Records shown>
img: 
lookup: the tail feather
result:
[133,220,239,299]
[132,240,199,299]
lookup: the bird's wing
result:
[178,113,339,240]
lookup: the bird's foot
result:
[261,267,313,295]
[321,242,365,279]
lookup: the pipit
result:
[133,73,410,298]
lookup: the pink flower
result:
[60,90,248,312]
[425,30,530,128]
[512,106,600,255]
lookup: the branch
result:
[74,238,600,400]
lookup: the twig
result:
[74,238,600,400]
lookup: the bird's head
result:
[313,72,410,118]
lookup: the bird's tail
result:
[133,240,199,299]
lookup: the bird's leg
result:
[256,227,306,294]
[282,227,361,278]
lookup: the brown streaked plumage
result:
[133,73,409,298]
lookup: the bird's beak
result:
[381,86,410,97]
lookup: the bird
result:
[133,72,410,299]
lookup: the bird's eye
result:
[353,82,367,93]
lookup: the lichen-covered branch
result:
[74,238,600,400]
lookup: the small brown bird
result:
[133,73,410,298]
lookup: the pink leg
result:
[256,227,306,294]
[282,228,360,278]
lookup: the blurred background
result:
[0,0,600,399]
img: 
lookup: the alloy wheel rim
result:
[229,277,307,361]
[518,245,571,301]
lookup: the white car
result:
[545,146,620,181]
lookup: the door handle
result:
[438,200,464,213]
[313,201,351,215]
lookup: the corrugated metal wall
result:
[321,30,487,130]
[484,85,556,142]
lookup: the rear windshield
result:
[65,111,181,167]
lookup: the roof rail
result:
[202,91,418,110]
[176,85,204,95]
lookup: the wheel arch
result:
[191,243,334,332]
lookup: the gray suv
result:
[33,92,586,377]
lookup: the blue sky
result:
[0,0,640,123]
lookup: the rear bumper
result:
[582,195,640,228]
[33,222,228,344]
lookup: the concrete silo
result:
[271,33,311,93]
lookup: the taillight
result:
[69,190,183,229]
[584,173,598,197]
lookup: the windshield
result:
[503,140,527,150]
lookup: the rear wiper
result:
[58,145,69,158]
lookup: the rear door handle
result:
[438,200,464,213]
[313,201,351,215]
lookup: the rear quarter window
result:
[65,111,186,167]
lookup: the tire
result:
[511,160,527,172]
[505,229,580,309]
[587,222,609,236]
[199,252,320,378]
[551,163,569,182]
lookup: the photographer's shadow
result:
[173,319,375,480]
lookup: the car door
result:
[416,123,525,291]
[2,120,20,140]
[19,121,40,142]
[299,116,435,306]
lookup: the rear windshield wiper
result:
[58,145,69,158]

Problem requirements> Reproduce all of the lines above, changing "pipit" to "songbird" and keeping everything else identical.

Full answer>
img: 
lookup: the tail feather
result:
[133,220,239,299]
[132,240,199,299]
lookup: the bird's wing
result:
[178,113,339,240]
lookup: the bird's foot
result:
[261,267,313,295]
[321,242,365,279]
lookup: the songbird
result:
[133,73,410,298]
lookup: the pink flower
result:
[60,90,248,312]
[425,30,530,128]
[512,106,600,255]
lookup: the branch
result:
[74,238,600,400]
lookup: the twig
result:
[74,238,600,400]
lookup: the bird's head
result:
[313,72,410,118]
lookup: the bird's tail
result:
[133,240,199,299]
lookup: the bird's leg
result:
[256,227,306,294]
[282,227,361,278]
lookup: the brown streaked plumage
result:
[133,73,409,298]
lookup: the bird's beak
result:
[381,86,410,97]
lookup: the bird
result:
[133,72,410,299]
lookup: the bird's eye
result:
[353,82,367,93]
lookup: the lichen-covered branch
result:
[74,238,600,400]
lookup: the small brown bird
result:
[133,73,410,298]
lookup: the pink leg
result:
[256,227,306,294]
[282,228,360,278]
lookup: the blurred background
result:
[0,0,600,399]
img: 
lookup: the alloy wheel rim
result:
[229,277,307,361]
[518,245,571,301]
lookup: the white car
result:
[545,146,620,181]
lookup: the door handle
result:
[438,200,464,213]
[313,201,351,215]
lookup: the corrugated metal wall
result:
[321,30,487,130]
[484,85,556,142]
lookup: the rear windshield
result:
[65,111,181,167]
lookup: the roof rail
result:
[202,91,418,110]
[176,85,204,95]
lookup: the wheel arch
result:
[191,243,334,332]
lookup: the gray suv
result:
[33,92,586,377]
lookup: the blue sky
result:
[0,0,640,123]
lookup: the rear bumper
result:
[582,195,640,228]
[33,222,228,344]
lookup: the concrete silo
result:
[271,33,311,93]
lookup: the taillight
result:
[69,190,183,229]
[584,173,598,197]
lookup: the windshield
result:
[503,140,527,150]
lookup: the rear wiper
result:
[58,145,69,158]
lookup: the rear door handle
result:
[438,200,464,213]
[313,201,351,215]
lookup: the rear quarter window
result:
[65,111,186,167]
lookup: the tire
result:
[511,160,527,172]
[505,229,580,309]
[587,222,609,236]
[199,252,320,378]
[551,163,569,182]
lookup: the photographer's shadow
result:
[173,319,375,480]
lookup: the car door
result:
[416,123,525,291]
[2,120,20,140]
[19,121,40,142]
[299,116,435,306]
lookup: the rear windshield wiper
result:
[58,145,69,158]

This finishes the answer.